═════ INFORMATION SUPPLIED

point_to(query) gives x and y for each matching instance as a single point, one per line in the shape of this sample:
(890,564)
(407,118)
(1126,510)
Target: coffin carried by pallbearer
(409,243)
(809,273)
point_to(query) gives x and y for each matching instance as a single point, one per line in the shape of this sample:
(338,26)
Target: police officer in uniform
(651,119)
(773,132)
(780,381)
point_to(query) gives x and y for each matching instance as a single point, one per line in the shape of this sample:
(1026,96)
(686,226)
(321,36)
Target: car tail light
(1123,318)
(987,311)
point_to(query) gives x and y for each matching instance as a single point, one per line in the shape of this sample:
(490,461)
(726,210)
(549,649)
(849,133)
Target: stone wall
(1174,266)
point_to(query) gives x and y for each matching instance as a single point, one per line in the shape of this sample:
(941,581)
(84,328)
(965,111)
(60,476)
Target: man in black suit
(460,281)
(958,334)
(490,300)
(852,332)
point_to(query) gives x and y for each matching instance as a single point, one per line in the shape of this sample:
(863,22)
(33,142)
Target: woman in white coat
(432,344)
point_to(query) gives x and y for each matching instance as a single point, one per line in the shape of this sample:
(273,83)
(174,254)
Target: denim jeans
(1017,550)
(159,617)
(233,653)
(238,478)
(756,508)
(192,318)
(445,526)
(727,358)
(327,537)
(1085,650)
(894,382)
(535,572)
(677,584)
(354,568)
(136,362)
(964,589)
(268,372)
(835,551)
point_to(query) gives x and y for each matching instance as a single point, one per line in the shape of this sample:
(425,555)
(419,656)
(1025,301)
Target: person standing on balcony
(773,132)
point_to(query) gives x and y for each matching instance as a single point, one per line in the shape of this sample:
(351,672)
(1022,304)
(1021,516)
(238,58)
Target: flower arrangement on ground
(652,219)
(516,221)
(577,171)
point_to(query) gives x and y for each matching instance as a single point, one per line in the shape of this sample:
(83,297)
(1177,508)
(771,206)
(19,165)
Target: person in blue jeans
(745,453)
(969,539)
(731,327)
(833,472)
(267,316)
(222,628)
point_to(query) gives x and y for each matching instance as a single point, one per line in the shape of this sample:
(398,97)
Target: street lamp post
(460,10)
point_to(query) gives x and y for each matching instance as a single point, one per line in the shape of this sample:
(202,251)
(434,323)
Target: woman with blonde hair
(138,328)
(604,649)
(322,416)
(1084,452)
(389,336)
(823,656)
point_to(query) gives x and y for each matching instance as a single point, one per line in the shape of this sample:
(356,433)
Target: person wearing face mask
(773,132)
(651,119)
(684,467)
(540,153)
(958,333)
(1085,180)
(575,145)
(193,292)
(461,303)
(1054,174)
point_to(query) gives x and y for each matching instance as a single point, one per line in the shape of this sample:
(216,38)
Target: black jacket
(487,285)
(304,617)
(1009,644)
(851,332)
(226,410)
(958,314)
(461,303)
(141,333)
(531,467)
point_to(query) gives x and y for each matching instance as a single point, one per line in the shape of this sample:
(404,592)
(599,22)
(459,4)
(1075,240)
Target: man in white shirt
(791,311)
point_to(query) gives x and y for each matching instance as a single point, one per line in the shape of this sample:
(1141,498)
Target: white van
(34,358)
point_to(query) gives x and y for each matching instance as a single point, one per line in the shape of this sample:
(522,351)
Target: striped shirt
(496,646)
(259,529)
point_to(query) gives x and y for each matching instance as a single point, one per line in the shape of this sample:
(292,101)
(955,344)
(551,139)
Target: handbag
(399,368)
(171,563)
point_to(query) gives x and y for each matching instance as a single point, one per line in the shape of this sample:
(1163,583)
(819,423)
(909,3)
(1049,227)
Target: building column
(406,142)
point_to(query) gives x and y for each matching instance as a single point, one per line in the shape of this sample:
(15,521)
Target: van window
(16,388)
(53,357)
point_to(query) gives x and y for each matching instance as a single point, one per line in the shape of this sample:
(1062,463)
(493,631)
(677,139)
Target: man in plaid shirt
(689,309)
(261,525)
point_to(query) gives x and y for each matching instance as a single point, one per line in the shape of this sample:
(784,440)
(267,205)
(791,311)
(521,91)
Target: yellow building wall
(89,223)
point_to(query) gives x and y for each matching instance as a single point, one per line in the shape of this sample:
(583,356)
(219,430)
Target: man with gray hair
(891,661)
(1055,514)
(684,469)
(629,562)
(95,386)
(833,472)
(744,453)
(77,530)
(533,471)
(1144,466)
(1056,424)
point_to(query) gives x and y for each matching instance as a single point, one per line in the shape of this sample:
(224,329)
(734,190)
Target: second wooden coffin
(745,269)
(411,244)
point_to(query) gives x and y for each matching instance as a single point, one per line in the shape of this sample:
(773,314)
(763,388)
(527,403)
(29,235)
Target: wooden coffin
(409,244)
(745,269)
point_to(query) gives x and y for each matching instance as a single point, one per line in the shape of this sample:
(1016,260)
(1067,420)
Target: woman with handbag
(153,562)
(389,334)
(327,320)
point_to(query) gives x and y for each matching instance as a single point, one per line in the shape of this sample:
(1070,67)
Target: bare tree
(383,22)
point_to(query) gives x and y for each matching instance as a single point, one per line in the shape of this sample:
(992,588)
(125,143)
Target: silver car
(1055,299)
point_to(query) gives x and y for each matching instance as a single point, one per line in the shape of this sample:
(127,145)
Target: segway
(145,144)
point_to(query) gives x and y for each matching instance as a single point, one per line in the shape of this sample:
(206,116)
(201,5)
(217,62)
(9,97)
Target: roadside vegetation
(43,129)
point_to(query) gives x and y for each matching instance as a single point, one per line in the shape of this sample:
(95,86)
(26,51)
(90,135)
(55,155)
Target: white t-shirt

══════════

TASK TO CARRY OUT
What you return must match the records above exactly.

RESULT
point_to(query) gives x and y for each matching instance as a single point, one per line in the shape of this sample:
(890,564)
(407,118)
(1126,510)
Target: coffin carried by pallbearer
(409,243)
(809,273)
point_to(query) gives x and y for each matching instance as a single point, one per line in the shape of this sample:
(338,26)
Target: police officer in uniform
(651,119)
(773,132)
(780,381)
point_to(query) gives x and y for each matching instance as a single point, one per line in the shape of this sample:
(1026,96)
(686,226)
(321,36)
Target: car tail light
(1123,318)
(987,311)
point_to(query) gives x and y for each matching instance as a single point, one per line in the shape of this sample:
(490,461)
(726,210)
(549,649)
(849,133)
Target: stone wall
(1174,266)
point_to(query) gives x and y for each matching instance as a single point, one per line in the shape of this sample:
(941,581)
(84,328)
(965,111)
(60,476)
Target: man in black suit
(460,281)
(958,334)
(490,300)
(852,332)
point_to(query) gives x and y for each matching instance as a single point, one per line in the shape of this sample:
(863,22)
(33,142)
Target: woman in white coat
(432,344)
point_to(query) gives x and y for each matching instance as a single point, one per line in the shape of this sample:
(273,83)
(174,254)
Target: denim jeans
(1017,550)
(159,617)
(233,653)
(238,478)
(756,508)
(192,318)
(445,526)
(727,358)
(327,537)
(1085,650)
(894,382)
(535,572)
(677,584)
(354,568)
(136,362)
(964,589)
(268,372)
(835,551)
point_to(query) gives x and y for each matching instance as a single point, one per line in the shape of this sample:
(425,555)
(419,656)
(1025,301)
Target: person standing on balcony
(773,132)
point_to(query) gives x and y for each matching instance as a single point, one per line in the shape of this sample:
(351,672)
(1022,304)
(1021,516)
(238,58)
Target: flower arrangement on ground
(652,219)
(516,221)
(577,171)
point_to(query) gives x and y for each matching instance as a single point, one per line in the shape of this sample:
(83,297)
(1177,508)
(771,206)
(19,165)
Target: person in blue jeans
(745,453)
(969,539)
(731,327)
(833,472)
(267,316)
(222,628)
point_to(query) gives x and y for each matching instance as a single point, one per line in the shape of this sample:
(398,97)
Target: street lamp post
(460,10)
point_to(query) gives x and y for each matching instance as a single point, one per line in the shape of this sample:
(202,251)
(434,323)
Target: woman with blonde hair
(138,328)
(604,649)
(322,416)
(1084,452)
(389,336)
(823,656)
point_to(query) gives x and y for each matching instance as a single point, one per line in the shape of this sample:
(356,433)
Target: person wearing face mask
(773,132)
(651,119)
(684,467)
(540,153)
(958,333)
(1085,180)
(575,145)
(193,292)
(461,303)
(1054,174)
point_to(query) gives x and y for each matching instance as a single point, one per line in the shape of this sample:
(216,38)
Target: black jacket
(487,285)
(304,617)
(1009,644)
(851,332)
(226,410)
(958,314)
(461,303)
(141,333)
(531,467)
point_to(query) gives x and y for each matching instance as a single point, one per line in the shape of this sample:
(404,592)
(599,22)
(459,4)
(1075,240)
Target: man in white shirt
(791,311)
point_to(query) gives x and y for each matching instance as a single point, one per line in the shape of this sample:
(1141,498)
Target: white van
(34,358)
point_to(query) gives x and y for each matching instance as a single point, one per line in the shape of this sample:
(522,351)
Target: striped shirt
(496,646)
(259,529)
point_to(query) gives x and y for each matching instance as a single point, one per line in the shape of this sample:
(292,101)
(955,344)
(551,139)
Target: handbag
(399,368)
(171,563)
point_to(query) gives x and y for each matching instance as a single point, one per line in the shape of this sample:
(1163,583)
(819,423)
(909,3)
(1049,227)
Target: building column
(406,142)
point_to(query) gives x and y for each matching instance as a single point, one per line in the shape of this sample:
(15,521)
Target: van window
(16,388)
(53,357)
point_to(query) gives x and y for each matching instance as a single point, one per line in the shape of this sample:
(1062,463)
(493,631)
(677,139)
Target: man in plaid shirt
(689,309)
(261,525)
point_to(query) gives x and y for each matching instance as a single point, one per line in the shape of this sample:
(784,440)
(267,205)
(791,311)
(521,91)
Target: yellow building wall
(89,223)
point_to(query) gives x and y for each matching instance as a single point, one per line in the shape of this sample:
(583,356)
(219,430)
Target: man with gray hair
(891,661)
(1055,514)
(684,469)
(629,562)
(95,386)
(833,472)
(744,453)
(77,530)
(533,471)
(1144,466)
(1056,424)
point_to(query) gives x and y for each matching instance as a single point, one per line in the shape of this sample:
(224,329)
(734,190)
Target: second wooden coffin
(745,269)
(411,244)
point_to(query) gives x and y for each matching instance as a single point, one per line in the shape of this sample:
(773,314)
(763,388)
(527,403)
(29,235)
Target: wooden coffin
(409,244)
(745,269)
point_to(query) gives x and y for each matching instance as a single point, one per line in the shape of this sample:
(1016,260)
(1067,420)
Target: woman with handbag
(153,562)
(389,334)
(327,320)
point_to(query) gives x and y for each matching instance as a single point, one per line in the shape of this sample:
(1070,67)
Target: bare tree
(383,22)
point_to(query) gives x and y for each matching instance as a single point, one per line in the shape of this sample:
(992,588)
(125,143)
Target: silver car
(1055,299)
point_to(query) gives x and y for each matching instance as a single point, one per line in the shape of this sample:
(127,145)
Target: segway
(145,144)
point_to(query) gives x and y for each matching instance as a single point, one per line in the shape of this sample:
(206,116)
(201,5)
(217,62)
(9,97)
Target: roadside vegetation
(43,129)
point_to(query) gives x and y for each matching instance as a single point, one per line in the shape of this sample:
(95,86)
(26,51)
(90,135)
(55,155)
Target: white t-shirt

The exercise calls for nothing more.